DOCUMENT.
◇ ◇ ◇

# Venom Fireball Micro Motors



## fire75 (Feb 27, 2008)

I am having a big problem with this motor. Last year my buddy got one and put in his Losi Slider and ran about 6 pack. This year I got a Losi Late Model and his Fireball was fast so I got one (fast motor). He switched his Slider to a Late got about 6 more packs on the motor and it was fried. Yesterday mine went out after about 12 packs. My buddys car was running a 60/14 and I was running a 60/12. Now these motors were bought about 8 months apart from each other so I know it's not a bad batch. Has any buddy else having these problems or can any budy help.


----------



## BadSign (Sep 26, 2001)

For $12, not a bad deal. I'd run 3 in a season.


----------



## fire75 (Feb 27, 2008)

BadSign said:


> For $12, not a bad deal. I'd run 3 in a season.


$12 you are over paying I only paid $7.99 from Tower Hobbies.

◇ ◇ ◇

INFORMATION SUPPLIED.
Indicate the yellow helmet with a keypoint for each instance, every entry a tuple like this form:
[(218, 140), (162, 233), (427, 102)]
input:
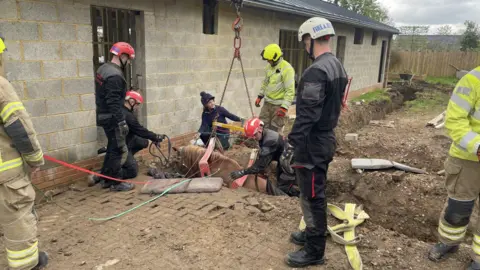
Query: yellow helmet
[(272, 52), (3, 48)]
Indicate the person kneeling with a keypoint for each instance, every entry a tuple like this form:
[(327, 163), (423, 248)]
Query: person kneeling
[(137, 139), (271, 148)]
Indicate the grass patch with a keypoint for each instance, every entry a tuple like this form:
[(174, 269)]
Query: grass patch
[(427, 101), (377, 94), (450, 81)]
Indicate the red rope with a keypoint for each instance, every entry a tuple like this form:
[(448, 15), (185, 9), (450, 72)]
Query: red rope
[(68, 165)]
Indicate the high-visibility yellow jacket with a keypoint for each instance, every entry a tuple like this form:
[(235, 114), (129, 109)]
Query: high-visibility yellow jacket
[(278, 87), (463, 117), (18, 141)]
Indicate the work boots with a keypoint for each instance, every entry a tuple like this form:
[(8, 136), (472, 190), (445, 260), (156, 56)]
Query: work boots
[(440, 250), (42, 260), (298, 238), (302, 258)]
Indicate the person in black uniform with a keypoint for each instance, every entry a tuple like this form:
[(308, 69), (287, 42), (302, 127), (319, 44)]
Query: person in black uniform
[(271, 148), (312, 141), (137, 138), (110, 91)]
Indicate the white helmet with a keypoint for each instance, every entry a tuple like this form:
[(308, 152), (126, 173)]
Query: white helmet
[(317, 27)]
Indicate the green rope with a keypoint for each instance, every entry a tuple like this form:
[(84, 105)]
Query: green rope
[(142, 204)]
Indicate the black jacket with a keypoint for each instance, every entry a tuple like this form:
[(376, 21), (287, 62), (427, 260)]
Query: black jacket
[(135, 128), (110, 91), (319, 102), (271, 148)]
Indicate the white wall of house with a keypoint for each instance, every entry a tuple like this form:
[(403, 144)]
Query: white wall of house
[(50, 64)]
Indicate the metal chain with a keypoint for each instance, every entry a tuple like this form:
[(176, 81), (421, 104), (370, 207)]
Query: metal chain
[(237, 44)]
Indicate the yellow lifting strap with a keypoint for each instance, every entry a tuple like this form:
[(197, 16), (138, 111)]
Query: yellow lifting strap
[(351, 217), (229, 126)]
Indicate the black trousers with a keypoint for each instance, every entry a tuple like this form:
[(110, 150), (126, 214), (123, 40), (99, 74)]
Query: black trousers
[(312, 184), (129, 169), (113, 157)]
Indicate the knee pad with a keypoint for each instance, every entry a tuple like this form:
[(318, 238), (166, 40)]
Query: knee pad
[(458, 212)]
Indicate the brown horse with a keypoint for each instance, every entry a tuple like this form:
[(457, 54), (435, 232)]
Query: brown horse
[(220, 166)]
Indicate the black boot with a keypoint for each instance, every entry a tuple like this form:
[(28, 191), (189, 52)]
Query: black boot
[(474, 266), (93, 180), (440, 250), (302, 258), (42, 260), (298, 238), (122, 187)]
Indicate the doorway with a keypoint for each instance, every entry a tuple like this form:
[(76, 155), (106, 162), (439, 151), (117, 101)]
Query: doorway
[(111, 25), (382, 61)]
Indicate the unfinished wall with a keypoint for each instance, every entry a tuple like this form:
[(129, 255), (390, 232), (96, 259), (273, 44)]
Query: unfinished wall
[(49, 63), (362, 61)]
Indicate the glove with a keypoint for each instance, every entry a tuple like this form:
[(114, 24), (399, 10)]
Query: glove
[(123, 128), (242, 121), (286, 159), (237, 174), (257, 102), (281, 112), (159, 138)]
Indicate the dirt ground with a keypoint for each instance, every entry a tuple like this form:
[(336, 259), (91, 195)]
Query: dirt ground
[(241, 229)]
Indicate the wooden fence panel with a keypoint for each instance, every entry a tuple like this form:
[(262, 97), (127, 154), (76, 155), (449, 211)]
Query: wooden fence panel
[(434, 63)]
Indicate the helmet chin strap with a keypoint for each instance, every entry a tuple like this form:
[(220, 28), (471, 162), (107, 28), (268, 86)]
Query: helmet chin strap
[(132, 107), (124, 64), (311, 54)]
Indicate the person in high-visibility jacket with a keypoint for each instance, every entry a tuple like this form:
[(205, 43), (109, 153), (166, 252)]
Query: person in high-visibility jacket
[(462, 169), (19, 149), (278, 89)]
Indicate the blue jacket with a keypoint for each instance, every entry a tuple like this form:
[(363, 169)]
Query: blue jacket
[(209, 116)]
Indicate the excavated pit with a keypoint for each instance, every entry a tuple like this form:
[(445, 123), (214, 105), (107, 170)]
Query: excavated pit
[(405, 203)]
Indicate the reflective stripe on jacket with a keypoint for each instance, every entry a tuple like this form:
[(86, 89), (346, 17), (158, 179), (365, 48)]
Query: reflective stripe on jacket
[(463, 117), (278, 87), (18, 142)]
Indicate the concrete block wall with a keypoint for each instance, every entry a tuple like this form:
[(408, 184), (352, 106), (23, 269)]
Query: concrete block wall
[(49, 43), (362, 61), (182, 62), (50, 65)]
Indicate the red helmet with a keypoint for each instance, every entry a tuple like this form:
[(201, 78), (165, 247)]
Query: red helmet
[(134, 95), (120, 48), (251, 126)]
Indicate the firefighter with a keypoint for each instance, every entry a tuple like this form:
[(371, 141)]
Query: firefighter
[(278, 89), (19, 149), (312, 140), (209, 114), (110, 91), (137, 138), (271, 148), (462, 169)]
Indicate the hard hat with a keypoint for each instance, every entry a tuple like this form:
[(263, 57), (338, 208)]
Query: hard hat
[(3, 47), (120, 48), (271, 52), (251, 126), (134, 95), (316, 27)]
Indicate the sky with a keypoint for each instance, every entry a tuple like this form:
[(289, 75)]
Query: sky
[(433, 12)]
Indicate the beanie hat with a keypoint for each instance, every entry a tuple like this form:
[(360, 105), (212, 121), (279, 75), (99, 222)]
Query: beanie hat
[(205, 97)]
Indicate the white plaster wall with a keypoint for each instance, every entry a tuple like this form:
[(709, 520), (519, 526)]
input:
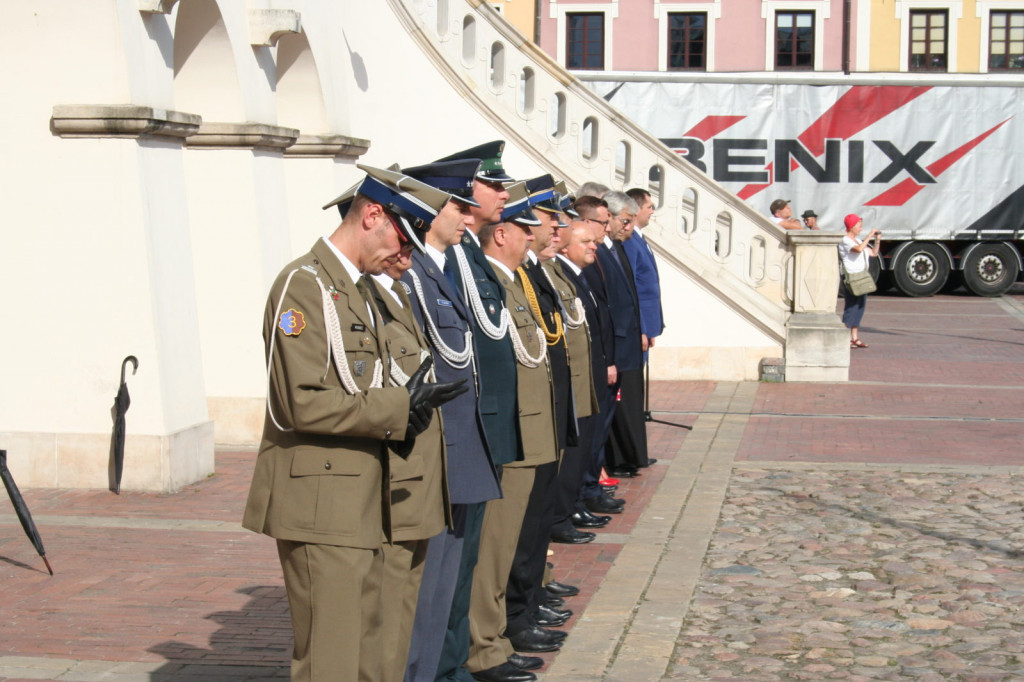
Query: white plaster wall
[(116, 247)]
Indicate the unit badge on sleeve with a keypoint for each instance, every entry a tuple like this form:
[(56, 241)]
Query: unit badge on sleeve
[(292, 323)]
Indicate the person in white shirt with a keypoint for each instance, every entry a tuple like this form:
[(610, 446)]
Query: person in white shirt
[(854, 253), (781, 214)]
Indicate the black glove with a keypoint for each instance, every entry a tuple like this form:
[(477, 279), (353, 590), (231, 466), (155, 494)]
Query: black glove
[(424, 397)]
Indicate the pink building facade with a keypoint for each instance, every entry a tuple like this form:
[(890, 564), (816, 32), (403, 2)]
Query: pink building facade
[(700, 36)]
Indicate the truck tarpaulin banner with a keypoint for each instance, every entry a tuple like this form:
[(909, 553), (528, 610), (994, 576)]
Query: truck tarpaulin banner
[(919, 162)]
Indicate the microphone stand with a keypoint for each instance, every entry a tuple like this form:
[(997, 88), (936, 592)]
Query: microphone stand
[(647, 417)]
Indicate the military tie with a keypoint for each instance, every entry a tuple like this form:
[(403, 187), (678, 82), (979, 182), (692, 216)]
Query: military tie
[(363, 287), (450, 273)]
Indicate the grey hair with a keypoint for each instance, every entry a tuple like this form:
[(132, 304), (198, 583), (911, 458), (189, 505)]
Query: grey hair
[(592, 189), (620, 201)]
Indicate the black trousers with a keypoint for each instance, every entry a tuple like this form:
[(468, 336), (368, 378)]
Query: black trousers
[(628, 440), (602, 427), (526, 578), (572, 469)]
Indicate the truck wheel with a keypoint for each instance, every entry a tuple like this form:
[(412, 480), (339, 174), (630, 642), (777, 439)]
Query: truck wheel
[(921, 269), (990, 269)]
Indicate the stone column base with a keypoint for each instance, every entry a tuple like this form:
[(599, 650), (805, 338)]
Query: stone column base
[(817, 347), (153, 463)]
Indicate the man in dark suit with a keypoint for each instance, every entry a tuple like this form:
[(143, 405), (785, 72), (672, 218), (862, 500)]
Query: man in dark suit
[(579, 252), (471, 474), (645, 270), (321, 484), (608, 284), (627, 446)]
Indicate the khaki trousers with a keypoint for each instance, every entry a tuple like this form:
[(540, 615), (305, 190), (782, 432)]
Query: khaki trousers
[(403, 562), (334, 594), (502, 522)]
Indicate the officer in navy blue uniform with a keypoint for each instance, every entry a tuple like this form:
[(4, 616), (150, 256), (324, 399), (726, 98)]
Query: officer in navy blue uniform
[(483, 295), (471, 474)]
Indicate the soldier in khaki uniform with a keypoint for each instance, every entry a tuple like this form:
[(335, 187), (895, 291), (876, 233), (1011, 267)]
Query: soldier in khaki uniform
[(420, 507), (323, 464)]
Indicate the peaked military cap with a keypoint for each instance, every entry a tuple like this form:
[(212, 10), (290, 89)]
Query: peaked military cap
[(455, 177), (564, 200), (517, 207), (543, 197), (489, 154), (413, 204)]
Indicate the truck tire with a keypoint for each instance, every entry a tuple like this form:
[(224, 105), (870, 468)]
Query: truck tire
[(990, 269), (921, 268)]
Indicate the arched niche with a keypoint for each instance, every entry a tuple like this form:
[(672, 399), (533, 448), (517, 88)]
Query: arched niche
[(206, 80), (300, 97)]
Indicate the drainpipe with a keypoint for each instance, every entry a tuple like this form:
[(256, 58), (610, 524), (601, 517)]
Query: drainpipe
[(846, 37), (537, 22)]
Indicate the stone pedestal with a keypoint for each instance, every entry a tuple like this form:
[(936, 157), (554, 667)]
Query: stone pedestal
[(817, 346)]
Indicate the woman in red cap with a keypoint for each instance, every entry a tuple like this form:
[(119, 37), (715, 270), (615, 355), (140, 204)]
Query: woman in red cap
[(854, 253)]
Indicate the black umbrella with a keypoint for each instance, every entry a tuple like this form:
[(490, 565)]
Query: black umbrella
[(22, 509), (121, 403)]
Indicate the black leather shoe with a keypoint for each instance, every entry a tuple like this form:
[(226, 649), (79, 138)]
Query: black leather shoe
[(617, 501), (603, 505), (525, 663), (537, 640), (588, 520), (552, 600), (570, 537), (504, 673), (561, 590), (551, 617)]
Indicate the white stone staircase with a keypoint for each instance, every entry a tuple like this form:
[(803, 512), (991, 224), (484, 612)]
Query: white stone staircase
[(701, 229)]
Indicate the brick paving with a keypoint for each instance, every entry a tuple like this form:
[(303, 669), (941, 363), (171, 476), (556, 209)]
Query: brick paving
[(867, 530)]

◇ ◇ ◇

TASKS TO COMPLETE.
1. Name each brand or retailer mentioned in the Fireball motor thread.
2. Please carry the Fireball motor thread forward from its final post.
The material has no connection to the thread about Venom Fireball micro motors.

WRITTEN ANSWERS.
1. Venom, Losi, Tower Hobbies

2.
----------



## Railroader (Jan 2, 2008)

fire75 said:


> $12 you are over paying I only paid $7.99 from Tower Hobbies.


And with shipping ...? 

~$13

But on topic, this is a cheap motor for a reason. It is not the most durable and is not meant for abuse. I have had one in a x-ray RC18 and have not burned it up yet, but I probably will soon, and will buy another one without thinking.


----------



## Casperbase (Jun 4, 2006)

Motor Question - What is the best stock 370 motor to run in the BRP cars?


----------



## BudBartos (Jan 1, 1970)

Associated #21210 Super 370 They are fast and last !!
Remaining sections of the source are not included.